▶ **Text block**:
-- begin --
= Konrad Boehmer =

German-Dutch composer, educator, and writer

Konrad Boehmer (24 May 1941 – 4 October 2014) was a German-Dutch composer, educator, and writer.

==Life==
Boehmer was born in Berlin. A self-declared member of the Darmstadt School, he studied composition in Cologne with Karlheinz Stockhausen and Gottfried Michael Koenig. At the University of Cologne he studied philosophy, sociology, and musicology, earning a PhD in 1966. Then he settled in Amsterdam, working at Utrecht University's Institute for Sonology until 1968. In 1972, he became professor of music history and theory at the Royal Conservatory of The Hague.

==Musical style==
His compositions characteristically employ serial organization or montage, sometimes with elements of jazz and rock music (as in his opera Doktor Faustus and the electronic Apocalipsis cum figuris). In other works, such as Canciones del camino and Lied uit de vert, Marxist songs serve as basic material.

In 2001, the Holland Festival commissioned Boehmer to write a composition for the rock band Sonic Youth, which they performed at both concerts during that festival in the Stadsschouwburg Amsterdam.

==Death==
On 10 August 2014, while on holiday in the south of France, he suffered a cerebral infarction. He was taken to Amsterdam, where he died on 4 October 2014.
-- end --
▶ **Given material**:
-- begin --
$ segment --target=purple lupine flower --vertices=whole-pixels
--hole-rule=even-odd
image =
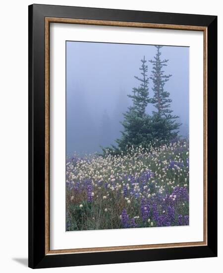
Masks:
-- end --
▶ **Task list**:
1. In the piece on Konrad Boehmer, which rock band was his 2001 Holland Festival composition written for?
2. Write what comes next in the piece on Konrad Boehmer, picking up after its final sentence.

▶ **Answers in order**:
1. Sonic Youth.

2.
==Selected compositions==
- Variation for chamber orchestra (1959–61)
- Position for electronic sounds, vocal sounds, and orchestra (1960–61)
- Zeitläufte for eight instruments (1962)
- Information (1964–65)
- Aspekt electronic music (1964–66)
- Canciones del camino for orchestra (1973–74)
- Schrei dieser Erde for percussion and tape, (1979)
- Doktor Faustus opera (1980–83)
- Apocalipsis cum figuris, electronic music (1984)
- Woutertje Pieterse for nine vocalists and orchestra (1985–1987)
- Il combattimento for violin, cello, and orchestra (1989–90)
- Et in Arcadia ego for string quartet (1992)
- Kronos protos for 14 instruments (1995)
- Nuba for flute, viola and harp (1998)
- Orpheus Unplugged (1999–2000) piano and tape
- Ouroboros for piano (2002)
- Doktor Fausti Höllenfahrt for orchestra (2006)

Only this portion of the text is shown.